WORK REQUIRED: Your task is to restate the listing word for word without the pictures.

MATERIAL FOR THIS TASK:
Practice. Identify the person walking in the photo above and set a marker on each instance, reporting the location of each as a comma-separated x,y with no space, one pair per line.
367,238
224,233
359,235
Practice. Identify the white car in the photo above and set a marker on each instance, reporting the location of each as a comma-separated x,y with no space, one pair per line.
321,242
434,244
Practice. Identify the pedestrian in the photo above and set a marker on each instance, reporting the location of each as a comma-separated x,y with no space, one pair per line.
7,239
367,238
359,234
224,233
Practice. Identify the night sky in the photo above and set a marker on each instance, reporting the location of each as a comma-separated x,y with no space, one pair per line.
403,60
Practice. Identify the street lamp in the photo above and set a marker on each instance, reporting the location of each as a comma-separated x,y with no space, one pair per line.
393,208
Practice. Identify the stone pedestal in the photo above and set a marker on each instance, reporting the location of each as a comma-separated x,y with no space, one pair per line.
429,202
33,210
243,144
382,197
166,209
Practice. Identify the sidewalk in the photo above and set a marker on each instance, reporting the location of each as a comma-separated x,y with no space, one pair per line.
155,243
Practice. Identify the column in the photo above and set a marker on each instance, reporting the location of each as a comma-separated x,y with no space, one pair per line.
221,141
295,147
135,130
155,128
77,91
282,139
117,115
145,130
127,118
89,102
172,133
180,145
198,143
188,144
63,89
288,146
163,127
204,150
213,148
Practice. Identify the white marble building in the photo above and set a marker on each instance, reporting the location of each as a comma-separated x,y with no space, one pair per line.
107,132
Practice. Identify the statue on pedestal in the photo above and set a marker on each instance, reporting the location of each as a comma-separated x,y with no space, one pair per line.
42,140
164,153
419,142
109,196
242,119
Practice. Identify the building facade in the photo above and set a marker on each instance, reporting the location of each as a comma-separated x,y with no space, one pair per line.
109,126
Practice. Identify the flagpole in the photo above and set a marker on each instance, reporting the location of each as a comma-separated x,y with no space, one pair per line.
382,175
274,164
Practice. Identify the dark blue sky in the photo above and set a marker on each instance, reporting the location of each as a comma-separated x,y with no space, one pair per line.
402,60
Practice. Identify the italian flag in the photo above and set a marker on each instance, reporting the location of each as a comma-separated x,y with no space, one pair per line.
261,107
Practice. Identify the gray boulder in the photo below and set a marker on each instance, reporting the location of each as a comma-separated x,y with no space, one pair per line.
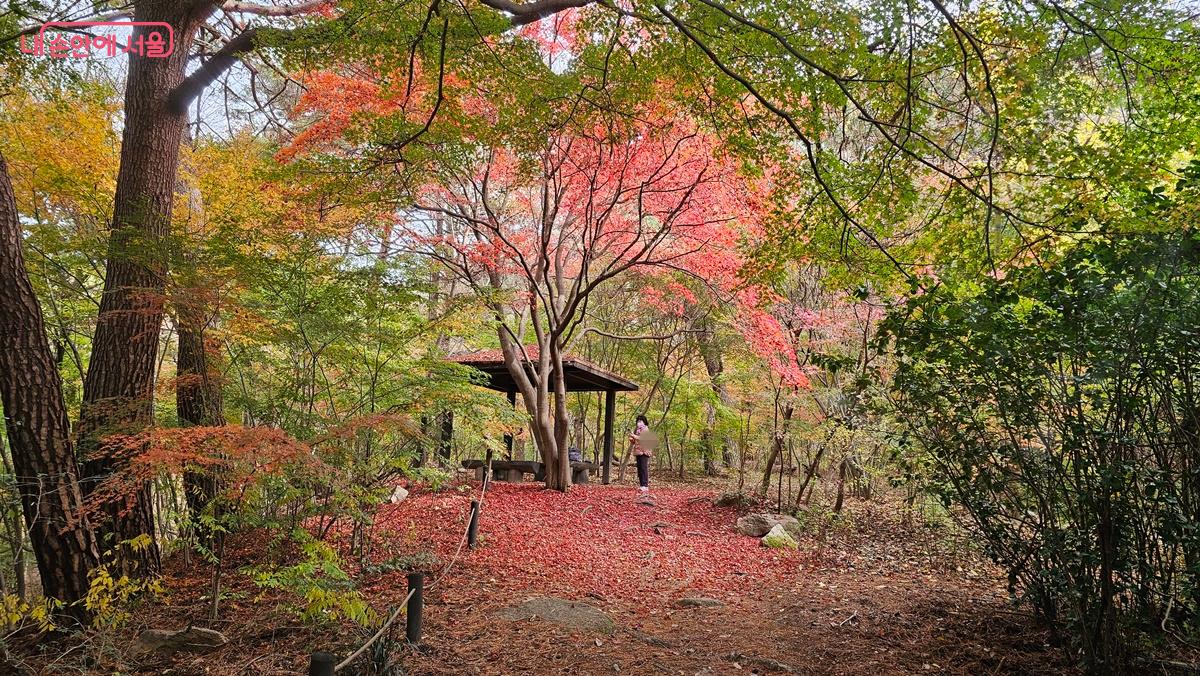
778,538
759,525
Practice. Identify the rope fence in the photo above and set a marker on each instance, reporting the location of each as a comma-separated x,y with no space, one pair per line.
323,663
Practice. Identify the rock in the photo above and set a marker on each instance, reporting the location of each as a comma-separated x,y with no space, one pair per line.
699,603
193,639
778,538
762,663
731,498
759,525
563,612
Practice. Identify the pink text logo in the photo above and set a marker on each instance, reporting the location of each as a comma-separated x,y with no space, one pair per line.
63,40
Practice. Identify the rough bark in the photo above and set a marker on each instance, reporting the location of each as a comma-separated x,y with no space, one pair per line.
118,394
39,428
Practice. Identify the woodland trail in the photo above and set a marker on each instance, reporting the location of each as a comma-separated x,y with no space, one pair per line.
868,598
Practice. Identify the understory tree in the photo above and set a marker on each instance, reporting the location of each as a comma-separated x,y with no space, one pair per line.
1057,406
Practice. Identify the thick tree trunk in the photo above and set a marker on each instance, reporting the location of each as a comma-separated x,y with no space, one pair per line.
198,400
118,395
37,425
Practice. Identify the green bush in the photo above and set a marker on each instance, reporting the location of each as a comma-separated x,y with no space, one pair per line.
1060,408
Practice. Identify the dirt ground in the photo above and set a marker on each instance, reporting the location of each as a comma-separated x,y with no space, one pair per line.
864,594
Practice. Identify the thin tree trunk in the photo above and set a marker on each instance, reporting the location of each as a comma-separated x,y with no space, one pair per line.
39,428
714,364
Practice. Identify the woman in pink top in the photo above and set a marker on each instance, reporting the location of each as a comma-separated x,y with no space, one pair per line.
642,442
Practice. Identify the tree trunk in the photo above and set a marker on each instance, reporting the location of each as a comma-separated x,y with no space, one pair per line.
118,394
37,425
198,389
198,401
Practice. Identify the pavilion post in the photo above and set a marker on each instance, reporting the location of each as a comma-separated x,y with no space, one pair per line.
508,438
447,435
610,407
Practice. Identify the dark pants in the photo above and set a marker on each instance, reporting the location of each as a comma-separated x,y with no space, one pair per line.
643,470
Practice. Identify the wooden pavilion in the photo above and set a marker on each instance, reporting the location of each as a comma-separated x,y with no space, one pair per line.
580,376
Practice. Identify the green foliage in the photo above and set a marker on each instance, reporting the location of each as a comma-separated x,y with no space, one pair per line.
1059,407
325,591
111,596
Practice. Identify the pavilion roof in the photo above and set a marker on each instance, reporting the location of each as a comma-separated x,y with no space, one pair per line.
581,375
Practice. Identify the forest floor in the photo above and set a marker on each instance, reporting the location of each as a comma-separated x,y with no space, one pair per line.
867,593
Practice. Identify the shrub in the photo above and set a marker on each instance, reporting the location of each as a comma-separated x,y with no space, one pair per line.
1060,407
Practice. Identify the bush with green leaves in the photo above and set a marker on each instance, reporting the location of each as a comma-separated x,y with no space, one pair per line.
1060,408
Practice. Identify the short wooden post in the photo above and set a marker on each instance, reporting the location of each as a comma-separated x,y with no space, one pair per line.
473,528
610,410
415,602
322,664
508,438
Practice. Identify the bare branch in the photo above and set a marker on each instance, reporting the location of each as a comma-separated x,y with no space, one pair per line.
193,84
275,10
522,13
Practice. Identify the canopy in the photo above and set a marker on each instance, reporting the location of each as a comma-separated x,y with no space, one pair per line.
580,375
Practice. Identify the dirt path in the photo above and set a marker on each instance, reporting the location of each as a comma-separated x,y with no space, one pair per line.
863,596
861,599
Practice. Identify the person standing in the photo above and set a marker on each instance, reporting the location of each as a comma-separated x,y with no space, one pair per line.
643,448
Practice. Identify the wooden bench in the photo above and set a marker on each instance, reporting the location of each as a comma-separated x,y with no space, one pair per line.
515,470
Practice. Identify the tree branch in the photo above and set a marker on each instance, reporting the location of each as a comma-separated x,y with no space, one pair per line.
193,84
274,10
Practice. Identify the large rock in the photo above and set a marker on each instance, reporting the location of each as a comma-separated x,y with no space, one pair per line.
759,525
778,538
567,614
192,639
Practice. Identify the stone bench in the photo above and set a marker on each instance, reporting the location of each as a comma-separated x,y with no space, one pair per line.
515,470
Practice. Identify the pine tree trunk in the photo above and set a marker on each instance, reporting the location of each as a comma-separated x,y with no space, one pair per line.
37,425
118,394
198,390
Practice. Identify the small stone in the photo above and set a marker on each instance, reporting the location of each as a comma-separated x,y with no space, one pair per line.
699,603
778,538
563,612
192,639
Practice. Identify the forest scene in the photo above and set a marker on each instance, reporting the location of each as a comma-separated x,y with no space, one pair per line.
599,336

EXPECTED OUTPUT:
Practice. Identify the person walking in the photo above and set a marker on each instance, reporting the location of each as a comma-separated x,y with no space, one pair per line.
367,238
224,233
359,235
Practice. Identify the white car in the photo above and set a marker on each instance, reporting the location of each as a comma-separated x,y with no space, one pair per line.
321,242
434,244
Practice. Identify the pedestrian in the photo above and set a marker on each instance, reporting the location of each as a comma-separated x,y with no space, one pair per line.
7,239
367,238
359,234
224,233
Practice. Identify the night sky in the photo above and set a marker on each instance, reporting the location of each as a comma-separated x,y with no space, one pair per line.
403,60
Practice. Identify the street lamp in the photo above and set a marker on each instance, reporting the location of each as a comma-separated x,y with no space, one pair per line.
393,208
Practice. Identify the stone pedestal in the photo above and set a marker on each instance, reporting the location of each as a comma-separated x,y with no space, one pair per line.
429,202
33,210
243,144
382,197
166,209
Practice. Identify the sidewalk in the photo above and set a marker on each instance, reporting the location of each as a comma-separated x,y with no space, one pair per line.
155,243
Practice. Identify the column in the photo above and set a marker on each instance, reporting the location of each as a comma-separated x,y with no space, one pair per line.
221,141
295,147
135,130
155,128
77,91
282,139
117,115
145,130
127,118
89,102
172,133
180,145
198,143
188,144
63,89
288,146
163,127
204,150
213,148
Practice. Identify the white marble building in the photo above and set a marker on each instance, reporting the location of each as a comma-separated x,y with no space, one pair per line.
107,132
Practice. Identify the statue on pedestal in the photo above and set a marker on each instance, reporting the location of each as a comma-separated x,y with no space, one pair per line.
42,140
164,153
419,142
109,196
242,119
Practice. Identify the building facade in the photo above and set a marker on each instance, reporting the location of each as a comma-separated x,y with no space, one pair per line.
109,126
Practice. Identify the flagpole in the photo above and set a marker on each instance, reporting the location of each as a comma-separated x,y with no space, one pair per line.
382,175
274,164
Practice. Identify the dark blue sky in the photo above and set a marker on each instance, reporting the location of each as a comma-separated x,y with no space, one pair per line.
402,60
Practice. Identify the italian flag in the photo above and set a marker on each instance, reporting the location of each as a comma-separated x,y with no space, one pair per line.
261,107
Practice. Identify the gray boulder in the photo below and set a marker on each instance, reporting the location of each as a comma-separated x,y with no space, one pair per line.
778,538
759,525
Practice. Identify the rope fence in the photo above and set a marker on each instance, reporting the location of each as a comma-separated x,y with no space, one pair per line.
323,663
Practice. Identify the rock in the photo above and set a marker on each instance, reporting the location of each as a comma-separated x,y with no space, one pair per line.
699,603
193,639
778,538
762,663
731,498
759,525
563,612
Practice. Identify the pink text logo in the photo above and set a marker on each instance, reporting the location of each as a comma-separated x,y with no space, one pair per line.
63,40
Practice. Identify the rough bark in the photo above and set a marker on each instance, reporting the location of each as a comma-separated x,y with no space, one pair per line.
118,394
39,428
Practice. Identify the woodland trail in the photo above and set a marker on each instance, reporting the location of each as a comma-separated x,y with no space, one pair per line.
868,598
Practice. Identify the understory tree in the photo above and set a marker on each instance, reporting the location of each as a comma-separated x,y with no space, one pair per line.
1057,406
Practice. Identify the thick tree trunk in the photo above and set a marker on each instance, reporting the location of each as a comma-separated x,y with no space, one pair per line.
198,400
118,395
37,425
Practice. Identify the green bush in the photo above and set a marker on each instance, reporting the location of each as a comma-separated x,y with no space, one pair per line.
1060,408
Practice. Identify the dirt ground in the photo above and set a marker on each instance, reporting the location of each as a comma-separated x,y with no space, one pair per line.
864,594
Practice. Identify the thin tree trunk in the photo above and set a marker on each instance, reporting the location of each as a comma-separated x,y with no space, one pair per line.
39,428
714,364
Practice. Identify the woman in pink top in the photo above and set a marker on each instance, reporting the location of each as a comma-separated x,y with no space, one pair per line.
642,442
Practice. Identify the tree trunk in the photo above and set a marker on each instance, reporting the location of each as a comma-separated x,y with no space, one pair per line.
118,394
37,425
198,389
198,401
Practice. Identify the pavilion post in the photo above and set a marker on each instance, reporting the location of each as a comma-separated x,y with no space, one pair per line.
508,438
447,435
610,407
Practice. Identify the dark pants in the photo above and set a marker on each instance, reporting the location of each as a comma-separated x,y with no space, one pair per line.
643,470
Practice. Identify the wooden pavilion in the photo above and set a marker on each instance, reporting the location of each as a comma-separated x,y with no space, one pair per line.
580,376
Practice. Identify the green foliage in the photo above and set a marker on each instance, reporting the location of each as a comma-separated x,y with no space, one pair per line.
1059,407
325,591
111,596
Practice. Identify the pavilion roof in the photo above and set a marker on each instance, reporting the location of each as a comma-separated x,y with no space, one pair per line.
581,375
Practice. Identify the forest floor in the photo above and set a marker on each instance, reporting the location of each as a comma-separated x,y with no space, one pair per line.
867,593
Practice. Identify the shrub in the photo above and set a marker on each instance, reporting the location of each as a comma-separated x,y with no space, one pair per line.
1060,407
Practice. Identify the bush with green leaves in the photo above and set a marker on each instance, reporting the location of each as a comma-separated x,y with no space, one pair per line.
1060,408
Practice. Identify the short wooden post in the photo above and set a marker on each instance, reporting the location of each as a comma-separated x,y with no space, one pair per line.
473,528
610,410
415,602
322,664
508,438
Practice. Identify the bare branch in the photo above and set a marker on each instance, reporting the location of each as a comma-separated x,y with no space, one pair per line.
193,84
275,10
522,13
Practice. Identify the canopy in the photo above and set a marker on each instance, reporting the location of each as a comma-separated x,y with no space, one pair per line.
580,375
Practice. Identify the dirt path in the photo above and set a marker on each instance, reporting the location of each as a comma-separated x,y with no space, one pair per line.
863,596
861,599
Practice. Identify the person standing in the photo above and set a marker on each instance, reporting the location of each as a comma-separated x,y with no space, one pair per line.
643,448
Practice. Identify the wooden bench in the photo above and set a marker on each instance, reporting the location of each as a comma-separated x,y with no space, one pair per line.
515,470
Practice. Identify the tree branch in the photo above and set a marker on each instance, reporting the location of each as a comma-separated x,y with no space, one pair per line.
193,84
274,10
Practice. Identify the large rock in the photo above and set a marker on each instance, reporting the location of each as a comma-separated x,y with no space, one pair per line.
759,525
778,538
567,614
192,639
Practice. Identify the stone bench in the photo above and set a marker on each instance, reporting the location of each as a comma-separated x,y with no space, one pair per line.
515,470
Practice. Identify the pine tree trunk in the photo above and set a marker on each instance, reporting the location of each as a comma-separated x,y with no space, one pair per line.
37,425
118,394
198,390
Practice. Identify the small stone in the photo above and set a marker on each instance, reporting the location of each as a comma-separated x,y with no space, one pair per line.
699,603
778,538
563,612
192,639
Practice. Identify the forest scene in the photo above and set a marker on each instance, reporting the location of each as a comma-separated x,y with no space, one pair per line.
599,336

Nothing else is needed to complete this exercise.